■ WORK TO COMPLETE ■
a) According to the sphere geodesic question, what do the angles φ and θ stand for?
b) In the sphere geodesic question, take the passage from "I am working" up to and including "about the metric." and write it out with "azimuthal angle" substituted for "longitude".
c) Pick up the sphere geodesic question after its last sentence and carry it on.

I apologise for the length of this question. It is probably possible to answer it by reading the first few lines. I fear I have made a childish error:

I am working on the geodesic equation for the surface of a sphere. While doing so I come across the partial derivative
\begin{align}
\frac{\partial}{\partial\theta}\left(\sin^2{\phi}\right)=0?&\phantom {10000}(1)\nonumber
\end{align}where ## \phi, \theta## are colatitude(angle from north pole) and longitude. I could say that the expression must vanish because ## \phi,\theta## are orthogonal. But I know thate ## \phi## is a function ## \theta## so I could say, using the chain rule twice, that the expression is\begin{align}
\frac{\partial}{\partial\theta}\left(\sin^2{\phi}\right)=2\sin{\phi}\cos{\phi}\frac{d\phi}{d\theta}?&\phantom {10000}(2)\nonumber
\end{align}The answer might be very obvious and simple. I think the former is correct but would like some confirmation please.

The detailed reasons for the question are given below. They include my fears about the metric.

The geodesic equation is
\begin{align}
\frac{d^2x^\sigma}{d\lambda^2}+\Gamma_{\mu\nu}^\sigma\frac{dx^\mu}{d\lambda}\frac{dx^\nu}{d\lambda}=0&\phantom {10000}(3)\nonumber
\end{align}where ## \Gamma## is the Christoffel symbol (torsion-free and metric compatible), given by
\begin{align}
\Gamma_{\mu\nu}^\sigma=\frac{1}{2}g^{\sigma\rho}\left(\partial_\mu g_{\nu\rho}+\partial_\nu g_{\rho\mu}-\partial_\rho g_{\mu\nu}\right)&\phantom {10000}(4)\nonumber
\end{align}The coordinates are ##x^0=\phi## and ##\ x^1=\theta## and the metric and inverse metric are
\begin{align}
g_{\mu\nu}=\left(\begin{matrix}1&0\\0&\sin^2{\phi}\\\end{matrix}\right)\ \ ,\ \ g^{\mu\nu}=\left(\begin{matrix}1&0\\0&\sin^{-2}{\phi}\\\end{matrix}\right)&\phantom {10000}(5)\nonumber
\end{align}## \lambda## will parameterise a line which gives the required geodesic. First I derived what these equations mean and I get two second order differential equations involving ## \phi,\theta,\lambda##. I believe these are
\begin{align}
\frac{d^2\phi}{d\lambda^2}-\sin{\phi}\cos{\phi}\left(\frac{d\theta}{d\lambda}\right)^2=0&\phantom {10000}(6)\nonumber
\end{align}and
\begin{align}
\frac{d^2\theta}{d\lambda^2}+2\cot{\phi}\frac{d\phi}{d\lambda}\frac{d\theta}{d\lambda}=0&\phantom {10000}(7)\nonumber
\end{align}There were two ways to work these equations out. Assuming (2) (that ##{\partial f(\phi)}/{\partial\theta}\neq0##) each method gave a different answer for equation (7) unless I made a mistake, which is quite likely.

Records from a data source
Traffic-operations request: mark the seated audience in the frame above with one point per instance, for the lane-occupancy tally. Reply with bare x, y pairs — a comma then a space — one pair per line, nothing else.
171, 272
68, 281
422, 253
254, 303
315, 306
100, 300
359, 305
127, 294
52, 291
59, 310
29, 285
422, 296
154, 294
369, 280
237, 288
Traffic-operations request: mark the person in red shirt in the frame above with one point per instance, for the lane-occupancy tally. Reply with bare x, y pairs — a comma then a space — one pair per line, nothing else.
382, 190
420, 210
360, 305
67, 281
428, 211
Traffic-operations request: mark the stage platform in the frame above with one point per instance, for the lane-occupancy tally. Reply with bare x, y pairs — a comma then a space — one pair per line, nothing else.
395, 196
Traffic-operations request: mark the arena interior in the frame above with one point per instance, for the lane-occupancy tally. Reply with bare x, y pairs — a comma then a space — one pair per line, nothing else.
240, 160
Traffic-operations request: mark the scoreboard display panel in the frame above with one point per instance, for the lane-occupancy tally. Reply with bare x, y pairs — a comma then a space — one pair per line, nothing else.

■ ANSWERS FOR THE EXERCISE ■
a) φ is the colatitude (the angle from the north pole), and θ is the longitude.

b)
I am working on the geodesic equation for the surface of a sphere. While doing so I come across the partial derivative
\begin{align}
\frac{\partial}{\partial\theta}\left(\sin^2{\phi}\right)=0?&\phantom {10000}(1)\nonumber
\end{align}where ## \phi, \theta## are colatitude(angle from north pole) and azimuthal angle. I could say that the expression must vanish because ## \phi,\theta## are orthogonal. But I know thate ## \phi## is a function ## \theta## so I could say, using the chain rule twice, that the expression is\begin{align}
\frac{\partial}{\partial\theta}\left(\sin^2{\phi}\right)=2\sin{\phi}\cos{\phi}\frac{d\phi}{d\theta}?&\phantom {10000}(2)\nonumber
\end{align}The answer might be very obvious and simple. I think the former is correct but would like some confirmation please.

The detailed reasons for the question are given below. They include my fears about the metric.

c)
I have not yet tried to solve these equations, but I know that a geodesic on a sphere is a great circle so I can work out its equation and it can be written
\begin{align}
\theta=\lambda\ \ ,\ \ \phi=\tan^{-1}{\left(\frac{C}{A\cos{\lambda}+B\sin{\lambda}}\right)}&\phantom {10000}(8)\nonumber
\end{align}where ## A,B,C## are constants depending on the start and end points (in quite a complicated way.) It should be simple to check that (8) satisfies (6) and (7). Clearly ## \phi## depends only on ## \theta## and the start and end points, as one would expect. This leads to the original question.

I checked my equation (8) by using my wonderful 3-D plotter. The geodesics look perfect.
junk.png

I also searched the internet for the equation and found one on Wolfram MathWorld (http://www.mathworld.wolfram.com/GreatCircle.html). It was slightly different from mine and cause me great pain. It is incorrect! Their colatitudes and latitudes are mixed up. I have told them, but there is no response. I also plotted their solution and it gave a rather long route to Peking. Whatever the case ## \phi## depends on ## \theta## and the start and end points.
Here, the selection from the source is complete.